Task objective ▸
Report each line of the material below that contains the word "racing", copying every such line in full.
START Records to use
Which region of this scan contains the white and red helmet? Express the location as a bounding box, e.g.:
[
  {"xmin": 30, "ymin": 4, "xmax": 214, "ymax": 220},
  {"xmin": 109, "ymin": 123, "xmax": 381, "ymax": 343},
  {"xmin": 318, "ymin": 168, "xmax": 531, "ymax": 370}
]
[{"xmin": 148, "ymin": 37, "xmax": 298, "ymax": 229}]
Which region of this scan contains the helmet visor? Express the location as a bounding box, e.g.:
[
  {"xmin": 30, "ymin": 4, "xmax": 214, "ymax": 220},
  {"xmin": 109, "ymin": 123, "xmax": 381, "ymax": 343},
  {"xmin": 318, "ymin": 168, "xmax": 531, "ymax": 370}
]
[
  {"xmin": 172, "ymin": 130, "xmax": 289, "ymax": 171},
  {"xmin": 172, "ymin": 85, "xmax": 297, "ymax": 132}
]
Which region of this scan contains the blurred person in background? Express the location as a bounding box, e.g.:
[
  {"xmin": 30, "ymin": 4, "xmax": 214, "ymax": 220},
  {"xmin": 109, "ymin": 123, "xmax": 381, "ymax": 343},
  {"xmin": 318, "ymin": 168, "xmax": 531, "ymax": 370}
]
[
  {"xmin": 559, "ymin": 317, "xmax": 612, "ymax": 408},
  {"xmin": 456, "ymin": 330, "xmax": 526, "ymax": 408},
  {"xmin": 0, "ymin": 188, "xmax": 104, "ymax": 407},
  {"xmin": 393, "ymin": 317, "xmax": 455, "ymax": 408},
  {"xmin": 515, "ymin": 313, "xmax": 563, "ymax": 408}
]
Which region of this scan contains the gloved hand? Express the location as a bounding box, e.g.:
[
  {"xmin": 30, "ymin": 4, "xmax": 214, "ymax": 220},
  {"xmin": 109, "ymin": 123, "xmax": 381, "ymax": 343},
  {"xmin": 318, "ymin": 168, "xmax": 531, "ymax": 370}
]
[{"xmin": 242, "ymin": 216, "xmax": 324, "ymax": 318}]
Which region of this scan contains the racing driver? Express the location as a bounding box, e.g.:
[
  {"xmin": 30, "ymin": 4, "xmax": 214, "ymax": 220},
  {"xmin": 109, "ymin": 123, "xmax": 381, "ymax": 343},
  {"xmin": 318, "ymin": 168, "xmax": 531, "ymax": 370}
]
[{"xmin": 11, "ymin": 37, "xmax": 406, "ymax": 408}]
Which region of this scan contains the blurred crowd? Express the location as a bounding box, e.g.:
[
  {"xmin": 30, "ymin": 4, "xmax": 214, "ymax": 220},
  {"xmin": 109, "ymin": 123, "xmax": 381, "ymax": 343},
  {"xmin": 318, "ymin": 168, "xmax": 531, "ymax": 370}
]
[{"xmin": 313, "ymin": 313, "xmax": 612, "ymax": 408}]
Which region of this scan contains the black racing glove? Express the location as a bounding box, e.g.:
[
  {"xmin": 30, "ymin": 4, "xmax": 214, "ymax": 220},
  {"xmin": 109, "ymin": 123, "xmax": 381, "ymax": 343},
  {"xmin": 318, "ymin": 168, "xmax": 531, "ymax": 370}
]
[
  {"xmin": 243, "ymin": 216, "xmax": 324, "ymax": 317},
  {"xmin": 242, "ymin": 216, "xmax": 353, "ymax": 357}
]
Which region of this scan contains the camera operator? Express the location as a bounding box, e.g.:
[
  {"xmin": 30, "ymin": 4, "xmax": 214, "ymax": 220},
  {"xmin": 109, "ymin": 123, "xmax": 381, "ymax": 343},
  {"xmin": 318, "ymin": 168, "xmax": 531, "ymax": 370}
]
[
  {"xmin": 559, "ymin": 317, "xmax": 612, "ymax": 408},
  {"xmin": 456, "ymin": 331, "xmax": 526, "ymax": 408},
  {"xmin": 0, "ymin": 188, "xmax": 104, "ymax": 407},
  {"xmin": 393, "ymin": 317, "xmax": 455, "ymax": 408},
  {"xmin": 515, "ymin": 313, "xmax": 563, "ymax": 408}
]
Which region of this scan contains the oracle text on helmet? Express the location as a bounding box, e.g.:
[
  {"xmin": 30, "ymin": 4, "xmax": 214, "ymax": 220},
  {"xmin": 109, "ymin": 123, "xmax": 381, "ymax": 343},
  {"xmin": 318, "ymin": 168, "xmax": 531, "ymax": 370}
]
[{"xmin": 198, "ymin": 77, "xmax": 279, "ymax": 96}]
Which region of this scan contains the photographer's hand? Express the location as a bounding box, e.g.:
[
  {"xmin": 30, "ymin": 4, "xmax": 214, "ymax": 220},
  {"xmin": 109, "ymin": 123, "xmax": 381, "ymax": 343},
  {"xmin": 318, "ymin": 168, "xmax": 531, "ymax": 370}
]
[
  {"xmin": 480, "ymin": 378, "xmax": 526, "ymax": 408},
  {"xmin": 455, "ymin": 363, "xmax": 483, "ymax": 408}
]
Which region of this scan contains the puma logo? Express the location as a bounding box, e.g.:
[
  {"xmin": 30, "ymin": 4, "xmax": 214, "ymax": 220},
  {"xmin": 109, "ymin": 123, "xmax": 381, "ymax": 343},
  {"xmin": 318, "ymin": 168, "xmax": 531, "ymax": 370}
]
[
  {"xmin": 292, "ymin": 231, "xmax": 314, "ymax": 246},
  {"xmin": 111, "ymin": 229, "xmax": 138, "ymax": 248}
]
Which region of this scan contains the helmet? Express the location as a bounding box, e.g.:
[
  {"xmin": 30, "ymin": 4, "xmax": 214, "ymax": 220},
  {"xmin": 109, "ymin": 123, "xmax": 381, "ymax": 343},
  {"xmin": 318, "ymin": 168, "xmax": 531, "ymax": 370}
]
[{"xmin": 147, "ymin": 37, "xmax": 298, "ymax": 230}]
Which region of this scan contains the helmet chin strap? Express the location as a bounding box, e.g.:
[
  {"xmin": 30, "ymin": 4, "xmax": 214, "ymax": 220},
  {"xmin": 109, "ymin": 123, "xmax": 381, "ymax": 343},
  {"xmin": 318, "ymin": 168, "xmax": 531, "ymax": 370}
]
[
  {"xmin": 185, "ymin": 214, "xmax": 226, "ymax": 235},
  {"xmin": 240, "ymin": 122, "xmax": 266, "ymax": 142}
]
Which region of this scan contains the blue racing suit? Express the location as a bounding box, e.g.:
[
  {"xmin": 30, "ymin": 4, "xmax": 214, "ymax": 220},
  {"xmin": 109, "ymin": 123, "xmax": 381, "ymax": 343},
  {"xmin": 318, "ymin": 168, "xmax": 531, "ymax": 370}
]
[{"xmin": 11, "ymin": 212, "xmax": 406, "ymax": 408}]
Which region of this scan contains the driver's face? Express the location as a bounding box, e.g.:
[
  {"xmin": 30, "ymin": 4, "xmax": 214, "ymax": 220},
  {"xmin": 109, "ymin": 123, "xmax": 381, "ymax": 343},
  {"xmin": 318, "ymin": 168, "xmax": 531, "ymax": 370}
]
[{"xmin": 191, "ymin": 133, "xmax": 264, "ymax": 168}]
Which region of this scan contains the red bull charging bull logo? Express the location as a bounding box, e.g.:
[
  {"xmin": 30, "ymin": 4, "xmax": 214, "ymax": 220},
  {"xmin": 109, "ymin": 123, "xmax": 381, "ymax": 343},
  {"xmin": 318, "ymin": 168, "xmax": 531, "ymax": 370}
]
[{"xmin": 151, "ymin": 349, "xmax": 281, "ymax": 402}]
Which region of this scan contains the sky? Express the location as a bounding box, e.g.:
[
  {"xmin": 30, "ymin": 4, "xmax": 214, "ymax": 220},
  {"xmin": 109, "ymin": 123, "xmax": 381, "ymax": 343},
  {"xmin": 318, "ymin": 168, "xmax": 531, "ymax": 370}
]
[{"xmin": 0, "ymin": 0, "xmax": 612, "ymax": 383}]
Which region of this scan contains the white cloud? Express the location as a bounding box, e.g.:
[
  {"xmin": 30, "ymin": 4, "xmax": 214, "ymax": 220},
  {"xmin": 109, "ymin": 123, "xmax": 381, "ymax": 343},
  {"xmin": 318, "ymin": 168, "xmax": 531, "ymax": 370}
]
END Records to use
Answer to this exercise ▸
Which region of this scan contains the racing driver? Express the location as a bounding box, e.g.:
Which region of this scan contains the black racing glove? Express the location as a bounding box, e.g.:
Which region of this scan contains the blue racing suit? Express the location as a bounding box, e.g.:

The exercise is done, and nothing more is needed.